*Source passage*:
1. The Madonna of Saint Luke

The Madonna of Santa Maria Maggiore was one of several miraculous icons in Rome, housed in the city’s first church dedicated to Mary. It is believed to have originated sometime between the sixth and eighth centuries, layered with later medieval accretions and overpainting. It was one of several likenesses of the Madonna attributed to Saint Luke present in the eternal city. Purported to have derived from the hand of one of the apostles, it was regarded as both a contact relic and a miracle-working authoritative likeness. It was venerated for its ability to cure plagues, save children, win wars, and intervene in other ways to deliver the city and its inhabitants from natural and supernatural dangers. It also played a role in the religious rituals of the city. On the Feast of the Assumption (15 August), the sacred likeness of Christ from the Lateran Basilica—also reputed to be from the hand of Luke—was brought to Santa Maria Maggiore to ‘greet’ his mother. In 1613, Paul V installed the icon in the Borghese chapel of the basilica, where it is housed today (Wolf 1990, pp. 31–78; Ostrow 1996, pp. 120–32).
During the years under consideration here, in Rome itself the icon became less mobile and less accessible. Pius V halted the nocturnal procession of the Assumption on the grounds of public order. Though the exact date is unknown, this likely occurred before 1569. In July of that year, Borja informed Catherine of Portugal, in a letter that accompanied the copy of the image carried by Azevedo, that the pope no longer allowed the icon to be lowered from its position in the church, “as he did not wish it to be seen too closely by the people”.9 Though this facet of the icon’s history is not unknown, it urges further caution in taking at face value assertions that Pius V himself supplied a copy to Azevedo.

*Excerpted records*:

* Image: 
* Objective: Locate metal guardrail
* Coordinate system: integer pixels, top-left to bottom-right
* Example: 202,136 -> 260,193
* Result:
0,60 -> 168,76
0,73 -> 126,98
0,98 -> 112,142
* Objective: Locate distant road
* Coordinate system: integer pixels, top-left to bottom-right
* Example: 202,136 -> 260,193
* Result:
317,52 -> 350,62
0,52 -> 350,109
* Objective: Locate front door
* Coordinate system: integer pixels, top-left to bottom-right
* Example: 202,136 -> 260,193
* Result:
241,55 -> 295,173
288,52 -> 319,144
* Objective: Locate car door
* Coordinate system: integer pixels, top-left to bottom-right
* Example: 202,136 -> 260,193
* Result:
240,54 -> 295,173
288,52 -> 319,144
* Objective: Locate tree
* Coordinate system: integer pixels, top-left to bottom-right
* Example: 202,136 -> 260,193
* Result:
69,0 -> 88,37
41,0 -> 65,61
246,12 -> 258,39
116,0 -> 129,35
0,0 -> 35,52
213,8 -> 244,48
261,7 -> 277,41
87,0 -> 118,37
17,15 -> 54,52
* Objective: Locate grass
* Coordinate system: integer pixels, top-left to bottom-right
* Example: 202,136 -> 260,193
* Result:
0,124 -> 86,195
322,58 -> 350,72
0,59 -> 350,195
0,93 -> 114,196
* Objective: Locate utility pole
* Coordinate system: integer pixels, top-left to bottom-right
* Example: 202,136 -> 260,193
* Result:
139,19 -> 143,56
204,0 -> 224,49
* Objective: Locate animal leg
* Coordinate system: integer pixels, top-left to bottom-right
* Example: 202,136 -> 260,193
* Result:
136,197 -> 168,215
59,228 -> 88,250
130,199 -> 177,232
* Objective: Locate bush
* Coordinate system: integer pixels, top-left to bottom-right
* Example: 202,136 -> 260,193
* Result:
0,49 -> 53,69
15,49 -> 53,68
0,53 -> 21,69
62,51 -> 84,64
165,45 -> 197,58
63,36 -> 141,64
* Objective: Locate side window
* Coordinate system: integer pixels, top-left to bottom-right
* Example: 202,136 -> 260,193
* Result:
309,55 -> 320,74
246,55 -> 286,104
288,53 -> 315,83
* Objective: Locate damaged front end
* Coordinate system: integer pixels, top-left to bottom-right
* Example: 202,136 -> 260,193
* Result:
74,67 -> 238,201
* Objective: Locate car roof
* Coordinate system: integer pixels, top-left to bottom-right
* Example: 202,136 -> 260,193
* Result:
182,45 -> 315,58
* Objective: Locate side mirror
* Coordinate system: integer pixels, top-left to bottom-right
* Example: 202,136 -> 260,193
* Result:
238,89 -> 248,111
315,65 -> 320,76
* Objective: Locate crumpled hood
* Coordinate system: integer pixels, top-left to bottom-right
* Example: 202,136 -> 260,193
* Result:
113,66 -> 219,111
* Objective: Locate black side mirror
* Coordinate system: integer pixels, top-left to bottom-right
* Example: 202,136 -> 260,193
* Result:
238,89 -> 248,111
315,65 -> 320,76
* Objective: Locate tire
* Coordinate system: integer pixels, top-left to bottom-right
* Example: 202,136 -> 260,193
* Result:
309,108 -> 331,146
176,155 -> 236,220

*What to work on*:
1 – According to the passage on the Santa Maria Maggiore icon, on what grounds did Pius V halt the nocturnal procession of the Assumption?
2 – For each statement, say whether it agrees with the passage on the Santa Maria Maggiore icon, and quote the words of the passage that decide it.
(a) The icon is believed to have originated between the sixth and eighth centuries.
(b) On the Feast of the Assumption, the likeness of Christ from the Lateran Basilica was brought to Santa Maria Maggiore.
(c) Pius V allowed the icon to be lowered so the people could see it up close.
3 – Carry on the passage on the Santa Maria Maggiore icon, starting after its last sentence.
The entries are separate material, unrelated to the passage on the Santa Maria Maggiore icon.

*Replies*:
1 – On the grounds of public order.

2 –
(a) Yes: "It is believed to have originated sometime between the sixth and eighth centuries"
(b) Yes: "the sacred likeness of Christ from the Lateran Basilica—also reputed to be from the hand of Luke—was brought to Santa Maria Maggiore to ‘greet’ his mother"
(c) No: "the pope no longer allowed the icon to be lowered from its position in the church, “as he did not wish it to be seen too closely by the people”"

3 –
The naming of the Roman Madonna in the sources is important for understanding the sequence of sacred operations attributed to the icon. It was only in the nineteenth century, as Gerhard Wolf has shown, that the Madonna of Santa Maria Maggiore began to be called the Salus Populi Romani—the ‘saviour’ or ‘protectress’ of the Roman people.10 Early modern sources, particularly the Jesuit sources studied here, universally foreground Saint Luke when referring to the icon. While Rome and the Basilica of Santa Maria Maggiore at times loom large in the telling, in others they are barely mentioned or are occluded. The attribution to Luke, on the other hand, adhered relentlessly to the Madonna on her many voyages.
Luke images were a super-category of miracle-working images in late medieval and early modern Europe.11 Like other sacred images, the image’s sacred power was endowed neither by the material substrate of the icon nor the pictorial form of the image—tantamount to idolatry—but rather was bestowed by the divine prototype. The icon was only ever a copy of a divine original, through whose ‘cooperation’ the image became infused with the subject’s supernatural, miracle-working powers.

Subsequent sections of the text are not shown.